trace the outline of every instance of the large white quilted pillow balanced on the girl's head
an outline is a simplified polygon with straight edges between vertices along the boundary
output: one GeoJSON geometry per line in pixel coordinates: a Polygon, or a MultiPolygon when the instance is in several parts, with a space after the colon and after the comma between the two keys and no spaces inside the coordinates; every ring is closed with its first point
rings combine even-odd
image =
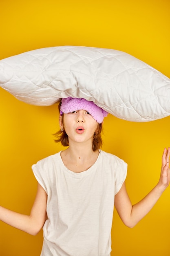
{"type": "Polygon", "coordinates": [[[129,121],[170,115],[170,79],[113,49],[49,47],[5,58],[0,61],[0,86],[38,106],[77,97],[129,121]]]}

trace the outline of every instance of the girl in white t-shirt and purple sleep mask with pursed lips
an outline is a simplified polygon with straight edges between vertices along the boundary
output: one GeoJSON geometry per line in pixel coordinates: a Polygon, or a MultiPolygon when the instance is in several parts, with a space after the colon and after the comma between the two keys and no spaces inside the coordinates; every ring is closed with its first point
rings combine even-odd
{"type": "Polygon", "coordinates": [[[56,141],[68,146],[32,166],[38,191],[29,216],[0,207],[0,220],[36,235],[43,227],[41,256],[109,256],[114,204],[121,220],[134,227],[170,183],[170,148],[161,175],[146,197],[132,205],[126,191],[127,164],[102,151],[107,112],[91,101],[62,99],[56,141]]]}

■ Work request
State the number of lines above that hold the string "outline", with nothing added.

■ Solution to this problem
4